◆ **Items**
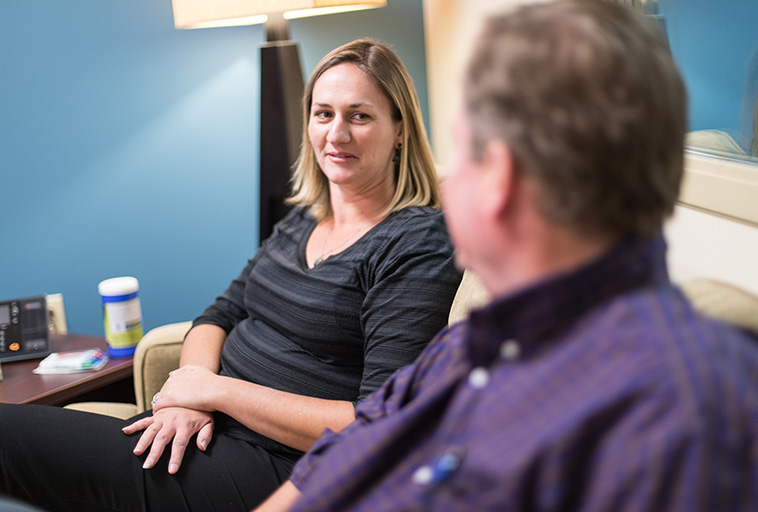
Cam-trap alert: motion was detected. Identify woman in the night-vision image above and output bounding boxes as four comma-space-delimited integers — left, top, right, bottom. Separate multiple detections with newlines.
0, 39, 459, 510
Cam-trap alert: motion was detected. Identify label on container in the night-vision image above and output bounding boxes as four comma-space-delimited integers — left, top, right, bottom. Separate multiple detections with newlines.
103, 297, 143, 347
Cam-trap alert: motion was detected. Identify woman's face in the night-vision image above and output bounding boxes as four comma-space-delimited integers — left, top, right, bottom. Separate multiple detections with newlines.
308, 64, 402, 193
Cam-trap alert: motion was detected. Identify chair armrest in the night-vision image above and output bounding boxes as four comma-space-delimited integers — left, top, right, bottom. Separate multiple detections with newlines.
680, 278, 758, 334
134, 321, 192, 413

==

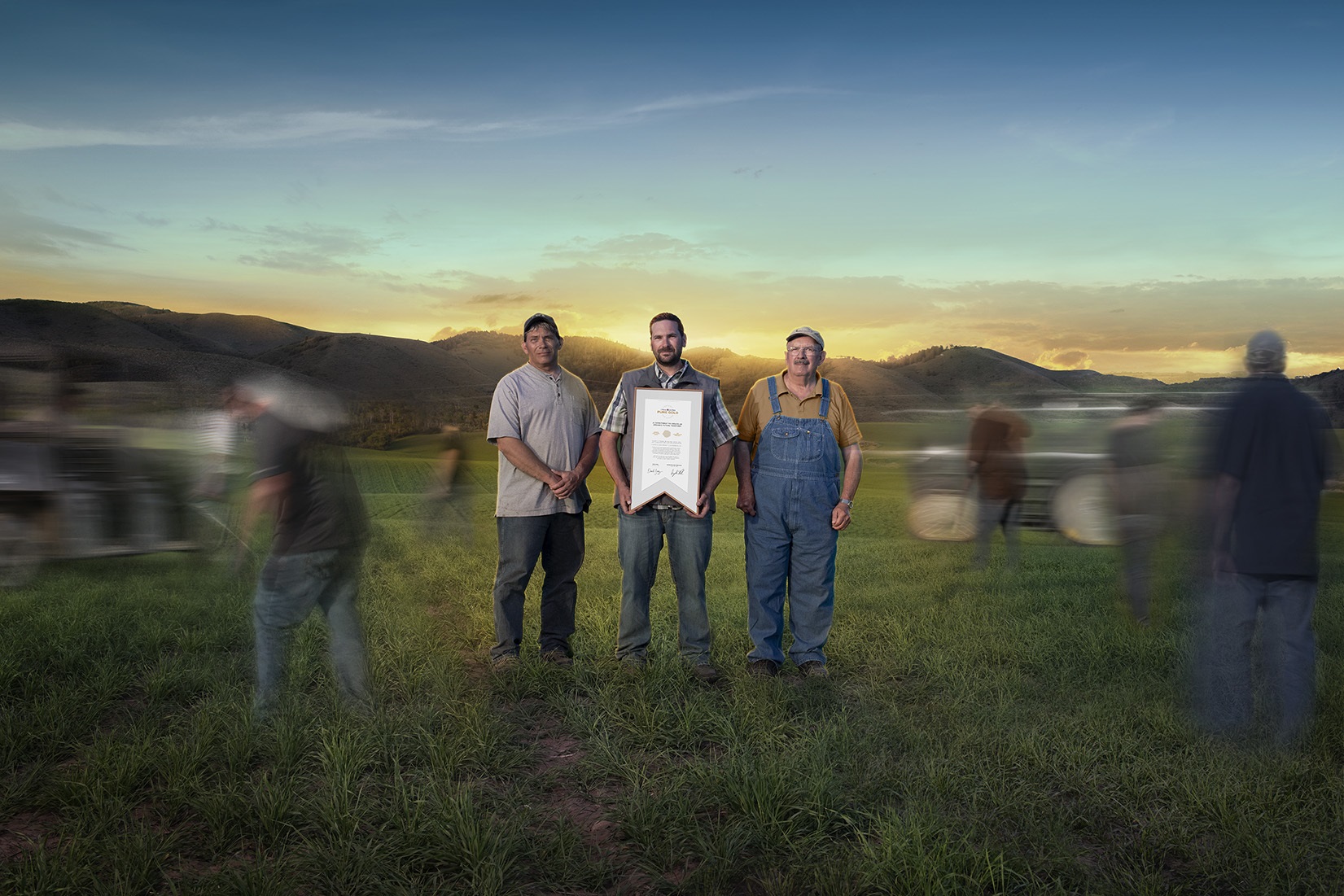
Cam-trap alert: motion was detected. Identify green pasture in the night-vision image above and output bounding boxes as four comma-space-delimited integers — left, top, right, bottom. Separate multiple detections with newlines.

◆ **Aim of the task**
Pull out the lines of the entries from the one containing "Cam-trap alert: motion was detected. Identify woman in" through the one containing "0, 39, 459, 510", both included, and reproduce them word for word.

◆ **Solution to this problem**
Cam-trap alert: motion was detected. Identify woman in the night-vision image above and output bounding boxes as four comma-space-delimited integers — left, top, right, bottom. Separate multiple detections with newlines.
0, 39, 459, 510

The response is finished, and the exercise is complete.